— 节选段落 —
_ _ _ _

SET FOREIGN_KEY_CHECKS=0;
 
-- ----------------------------
-- Table structure for `mysqlOffset`
-- ----------------------------
DROP TABLE IF EXISTS `mysqlOffset`;
CREATE TABLE `mysqlOffset` (
  `topic` varchar(20) NOT NULL,
  `part` int(11) NOT NULL,
  `offset` int(11) DEFAULT NULL,
  `groupId` varchar(20) NOT NULL,
  PRIMARY KEY (`topic`,`part`,`groupId`)
) ENGINE=InnoDB DEFAULT CHARSET=utf8;
 
-- ----------------------------
-- Records of mysqlOffset
-- ----------------------------

3.2 配置文件

db.url="jdbc:mysql://bigdata1:3306/test?characterEncoding=utf-8"
db.driver="com.mysql.jdbc.Driver"
db.password="123456"
db.user="root"
db.tablename="streaming_wc"

_ _ _ _

— 条目摘录 —

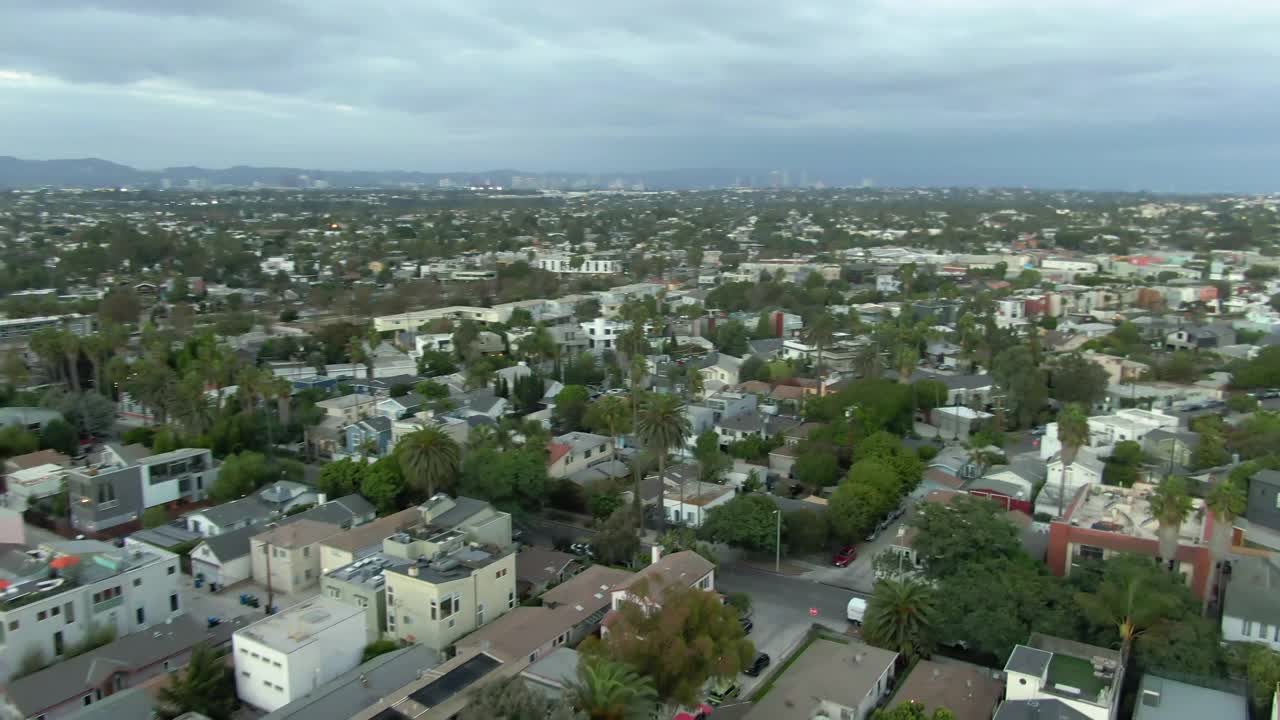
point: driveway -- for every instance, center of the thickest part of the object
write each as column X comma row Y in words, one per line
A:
column 224, row 604
column 781, row 610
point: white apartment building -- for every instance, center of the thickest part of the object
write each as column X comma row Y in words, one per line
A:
column 602, row 333
column 59, row 592
column 588, row 265
column 286, row 656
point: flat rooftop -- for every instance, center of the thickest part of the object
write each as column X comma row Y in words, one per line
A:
column 1128, row 511
column 298, row 625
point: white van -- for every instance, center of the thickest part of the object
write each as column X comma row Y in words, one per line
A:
column 856, row 610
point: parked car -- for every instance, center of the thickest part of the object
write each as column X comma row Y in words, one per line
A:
column 856, row 610
column 718, row 697
column 758, row 665
column 844, row 556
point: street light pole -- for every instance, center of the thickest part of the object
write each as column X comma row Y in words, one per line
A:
column 777, row 543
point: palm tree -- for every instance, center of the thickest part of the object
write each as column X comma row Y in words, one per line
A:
column 607, row 689
column 1073, row 432
column 903, row 616
column 429, row 459
column 46, row 343
column 663, row 425
column 613, row 413
column 1127, row 601
column 1226, row 501
column 905, row 360
column 1170, row 505
column 819, row 335
column 206, row 686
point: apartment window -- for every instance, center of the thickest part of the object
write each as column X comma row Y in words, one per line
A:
column 1089, row 552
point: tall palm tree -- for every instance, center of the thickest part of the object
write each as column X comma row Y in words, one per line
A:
column 1170, row 505
column 1128, row 602
column 663, row 425
column 71, row 347
column 429, row 459
column 48, row 346
column 903, row 616
column 819, row 335
column 607, row 689
column 1226, row 501
column 282, row 391
column 613, row 413
column 205, row 686
column 905, row 360
column 1073, row 432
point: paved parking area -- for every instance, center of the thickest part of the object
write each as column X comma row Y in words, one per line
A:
column 225, row 602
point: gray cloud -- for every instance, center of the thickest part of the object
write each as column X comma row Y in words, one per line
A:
column 589, row 83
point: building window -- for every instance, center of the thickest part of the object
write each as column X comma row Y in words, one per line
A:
column 1089, row 552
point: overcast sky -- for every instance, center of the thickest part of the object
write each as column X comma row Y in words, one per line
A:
column 1125, row 94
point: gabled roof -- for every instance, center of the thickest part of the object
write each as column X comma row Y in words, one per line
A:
column 229, row 546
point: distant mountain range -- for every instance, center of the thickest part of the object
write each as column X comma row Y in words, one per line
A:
column 92, row 172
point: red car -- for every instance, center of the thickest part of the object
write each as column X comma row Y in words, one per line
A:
column 845, row 556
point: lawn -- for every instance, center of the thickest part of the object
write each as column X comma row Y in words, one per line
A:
column 1065, row 670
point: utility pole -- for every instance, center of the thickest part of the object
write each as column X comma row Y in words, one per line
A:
column 266, row 548
column 777, row 543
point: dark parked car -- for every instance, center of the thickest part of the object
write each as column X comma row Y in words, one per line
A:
column 844, row 556
column 758, row 665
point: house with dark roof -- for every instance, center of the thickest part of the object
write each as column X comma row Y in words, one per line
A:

_ _ _ _

— 简短任务 A —
在 MySQL 建表与配置的节选段落里，为什么往 `mysqlOffset` 表插入一行时可以不给 `offset` 赋值，却不能省略 `groupId`？请用一到三句话说明。
— 简短任务 B —
接着 MySQL 建表与配置的节选段落最后一行往下写。
这些条目是另外的材料，和节选段落分开。

— 回答 A —
`offset` 列定义为 `int(11) DEFAULT NULL`，没有 NOT NULL 约束，不赋值时默认为 NULL。`groupId` 则声明为 NOT NULL，而且和 `topic`、`part` 一起组成主键，所以必须提供值。

— 回答 B —
3.3 代码

package com.wedoctor.sparkstreaming.kafka_offset_manage

import java.sql.{Connection, DriverManager, ResultSet}

import com.typesafe.config.{Config, ConfigFactory}
import org.apache.kafka.clients.consumer.ConsumerRecord
import org.apache.kafka.common.TopicPartition
import org.apache.kafka.common.serialization.StringDeserializer
import org.apache.log4j.{Level, Logger}
import org.apache.spark.SparkConf
import org.apache.spark.streaming.{Seconds, StreamingContext}
import org.apache.spark.streaming.dstream.InputDStream
import org.apache.spark.streaming.kafka010.{ConsumerStrategies, HasOffsetRanges, KafkaUtils, LocationStrategies, OffsetRange}

import scala.collection.mutable

object StreamingMysqlOffset {
  Logger.getLogger("org").setLevel(Level.ERROR)
  def main(args: Array[String]): Unit = {

    val conf = new SparkConf()
      .setMaster("local[*]")
      .setAppName(this.getClass.getSimpleName)

    val ssc: StreamingContext = new StreamingContext(conf, Seconds(2))
    val topics = Array("first")
    val groupId = "streaming124"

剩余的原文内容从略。